BRIEF: Count the lines in the material below that contain the word "roof", and give only that number.

** Begin MATERIAL PROVIDED **

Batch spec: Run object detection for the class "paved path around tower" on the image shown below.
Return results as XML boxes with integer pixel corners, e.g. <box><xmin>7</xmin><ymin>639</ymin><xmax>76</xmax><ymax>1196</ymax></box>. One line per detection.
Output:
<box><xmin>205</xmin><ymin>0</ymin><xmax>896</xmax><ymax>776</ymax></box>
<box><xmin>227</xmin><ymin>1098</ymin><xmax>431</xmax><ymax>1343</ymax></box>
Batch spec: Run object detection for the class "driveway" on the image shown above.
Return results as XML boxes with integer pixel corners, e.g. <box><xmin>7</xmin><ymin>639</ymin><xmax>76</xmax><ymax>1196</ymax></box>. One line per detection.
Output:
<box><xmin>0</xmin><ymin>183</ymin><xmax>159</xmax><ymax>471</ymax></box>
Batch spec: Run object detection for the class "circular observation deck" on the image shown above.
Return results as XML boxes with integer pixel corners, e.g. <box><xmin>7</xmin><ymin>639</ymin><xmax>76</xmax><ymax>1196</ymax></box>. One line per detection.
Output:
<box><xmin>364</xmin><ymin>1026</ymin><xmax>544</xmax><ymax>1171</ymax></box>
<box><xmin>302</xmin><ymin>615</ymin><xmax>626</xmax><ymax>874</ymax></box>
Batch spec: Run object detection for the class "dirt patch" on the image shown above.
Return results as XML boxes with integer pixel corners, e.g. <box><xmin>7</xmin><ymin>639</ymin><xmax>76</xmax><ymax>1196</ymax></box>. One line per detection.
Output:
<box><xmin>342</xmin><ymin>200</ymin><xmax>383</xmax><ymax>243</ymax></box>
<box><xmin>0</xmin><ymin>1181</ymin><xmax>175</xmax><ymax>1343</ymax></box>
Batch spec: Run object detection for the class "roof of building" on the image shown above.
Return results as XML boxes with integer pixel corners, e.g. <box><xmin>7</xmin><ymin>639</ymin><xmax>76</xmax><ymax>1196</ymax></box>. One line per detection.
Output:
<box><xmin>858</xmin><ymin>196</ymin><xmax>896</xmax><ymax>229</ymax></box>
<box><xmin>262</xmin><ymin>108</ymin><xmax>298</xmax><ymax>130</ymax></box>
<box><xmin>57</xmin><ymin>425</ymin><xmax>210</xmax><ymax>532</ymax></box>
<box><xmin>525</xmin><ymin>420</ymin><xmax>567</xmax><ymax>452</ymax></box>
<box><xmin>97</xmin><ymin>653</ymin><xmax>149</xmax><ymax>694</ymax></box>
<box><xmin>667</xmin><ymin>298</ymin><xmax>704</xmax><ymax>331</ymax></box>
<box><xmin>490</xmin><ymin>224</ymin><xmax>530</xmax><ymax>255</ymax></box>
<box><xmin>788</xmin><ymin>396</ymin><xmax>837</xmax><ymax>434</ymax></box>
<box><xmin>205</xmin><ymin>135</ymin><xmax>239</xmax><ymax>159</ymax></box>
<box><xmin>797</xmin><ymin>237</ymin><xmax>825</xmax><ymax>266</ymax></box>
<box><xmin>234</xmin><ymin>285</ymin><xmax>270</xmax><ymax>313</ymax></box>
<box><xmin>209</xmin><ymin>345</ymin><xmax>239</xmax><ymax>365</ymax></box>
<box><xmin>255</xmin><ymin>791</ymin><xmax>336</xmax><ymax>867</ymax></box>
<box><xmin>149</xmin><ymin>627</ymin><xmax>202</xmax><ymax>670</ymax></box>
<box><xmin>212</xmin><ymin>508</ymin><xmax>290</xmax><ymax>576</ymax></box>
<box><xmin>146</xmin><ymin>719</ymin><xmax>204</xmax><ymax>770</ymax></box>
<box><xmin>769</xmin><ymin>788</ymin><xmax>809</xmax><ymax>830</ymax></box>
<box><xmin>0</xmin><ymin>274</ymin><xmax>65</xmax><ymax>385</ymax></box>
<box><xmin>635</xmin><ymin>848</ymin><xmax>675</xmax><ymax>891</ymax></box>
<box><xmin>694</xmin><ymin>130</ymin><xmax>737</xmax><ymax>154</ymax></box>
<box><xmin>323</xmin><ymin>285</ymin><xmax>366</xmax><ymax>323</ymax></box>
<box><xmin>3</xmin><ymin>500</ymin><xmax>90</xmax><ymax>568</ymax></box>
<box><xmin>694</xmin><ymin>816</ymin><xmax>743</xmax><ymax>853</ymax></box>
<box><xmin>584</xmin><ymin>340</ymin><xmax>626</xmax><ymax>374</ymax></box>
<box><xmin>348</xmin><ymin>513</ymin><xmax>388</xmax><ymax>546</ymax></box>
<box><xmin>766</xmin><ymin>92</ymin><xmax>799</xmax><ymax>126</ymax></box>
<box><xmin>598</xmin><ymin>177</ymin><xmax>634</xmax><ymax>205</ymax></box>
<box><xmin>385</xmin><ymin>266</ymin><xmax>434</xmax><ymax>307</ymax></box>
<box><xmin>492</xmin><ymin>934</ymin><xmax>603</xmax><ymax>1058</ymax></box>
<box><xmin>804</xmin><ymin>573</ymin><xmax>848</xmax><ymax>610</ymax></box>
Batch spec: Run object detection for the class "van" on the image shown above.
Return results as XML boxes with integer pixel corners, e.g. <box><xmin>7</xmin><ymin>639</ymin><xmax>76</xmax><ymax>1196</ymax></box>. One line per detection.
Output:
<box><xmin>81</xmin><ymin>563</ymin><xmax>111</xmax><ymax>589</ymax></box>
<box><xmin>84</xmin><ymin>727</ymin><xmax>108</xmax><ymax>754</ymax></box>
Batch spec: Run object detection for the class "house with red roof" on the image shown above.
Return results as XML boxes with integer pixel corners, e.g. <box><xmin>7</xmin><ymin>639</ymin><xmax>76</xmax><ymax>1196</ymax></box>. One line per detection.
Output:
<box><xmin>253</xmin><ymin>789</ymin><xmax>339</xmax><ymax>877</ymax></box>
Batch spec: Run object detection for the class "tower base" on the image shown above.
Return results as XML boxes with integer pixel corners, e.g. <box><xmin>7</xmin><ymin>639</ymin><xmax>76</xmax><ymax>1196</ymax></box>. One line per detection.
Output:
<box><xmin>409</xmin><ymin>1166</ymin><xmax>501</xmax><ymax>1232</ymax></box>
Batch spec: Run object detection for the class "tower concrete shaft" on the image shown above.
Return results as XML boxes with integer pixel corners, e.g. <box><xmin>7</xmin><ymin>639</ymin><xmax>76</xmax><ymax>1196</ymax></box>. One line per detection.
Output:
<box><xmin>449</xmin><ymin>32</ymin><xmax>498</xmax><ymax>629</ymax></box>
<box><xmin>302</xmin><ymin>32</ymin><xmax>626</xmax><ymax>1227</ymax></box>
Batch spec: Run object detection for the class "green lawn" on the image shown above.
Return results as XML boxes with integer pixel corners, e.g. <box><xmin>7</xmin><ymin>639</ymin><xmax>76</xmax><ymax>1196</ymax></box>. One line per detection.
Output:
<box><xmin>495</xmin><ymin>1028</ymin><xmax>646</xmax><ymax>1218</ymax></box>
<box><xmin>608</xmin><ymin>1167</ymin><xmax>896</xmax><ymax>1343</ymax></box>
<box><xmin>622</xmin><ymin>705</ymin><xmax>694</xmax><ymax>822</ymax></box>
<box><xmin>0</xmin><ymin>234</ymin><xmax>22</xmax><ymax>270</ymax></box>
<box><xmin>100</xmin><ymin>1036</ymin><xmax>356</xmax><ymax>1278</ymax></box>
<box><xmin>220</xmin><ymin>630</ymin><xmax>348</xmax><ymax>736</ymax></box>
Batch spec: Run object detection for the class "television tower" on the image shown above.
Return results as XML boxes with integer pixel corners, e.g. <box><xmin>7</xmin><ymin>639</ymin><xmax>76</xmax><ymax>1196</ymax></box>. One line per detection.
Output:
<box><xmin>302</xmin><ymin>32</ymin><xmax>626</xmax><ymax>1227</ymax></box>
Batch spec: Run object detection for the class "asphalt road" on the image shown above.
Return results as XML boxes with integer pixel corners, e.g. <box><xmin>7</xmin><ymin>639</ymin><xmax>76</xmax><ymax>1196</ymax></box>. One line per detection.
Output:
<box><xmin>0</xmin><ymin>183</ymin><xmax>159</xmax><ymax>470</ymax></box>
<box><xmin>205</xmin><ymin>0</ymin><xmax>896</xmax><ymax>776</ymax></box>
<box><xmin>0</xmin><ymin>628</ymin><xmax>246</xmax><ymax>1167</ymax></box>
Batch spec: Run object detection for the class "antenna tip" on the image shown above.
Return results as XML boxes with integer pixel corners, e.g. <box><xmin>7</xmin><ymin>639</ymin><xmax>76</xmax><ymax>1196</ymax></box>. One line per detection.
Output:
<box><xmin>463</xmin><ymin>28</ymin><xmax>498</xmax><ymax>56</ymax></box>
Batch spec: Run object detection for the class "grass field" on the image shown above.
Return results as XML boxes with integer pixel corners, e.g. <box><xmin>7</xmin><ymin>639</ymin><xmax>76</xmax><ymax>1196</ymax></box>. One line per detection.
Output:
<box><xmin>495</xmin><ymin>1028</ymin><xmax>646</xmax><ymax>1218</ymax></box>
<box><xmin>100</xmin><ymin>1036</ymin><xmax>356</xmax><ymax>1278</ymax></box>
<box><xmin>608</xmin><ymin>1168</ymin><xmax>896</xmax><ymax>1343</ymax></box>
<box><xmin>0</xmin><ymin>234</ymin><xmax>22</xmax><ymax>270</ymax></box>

** End MATERIAL PROVIDED **

TASK RESPONSE: 2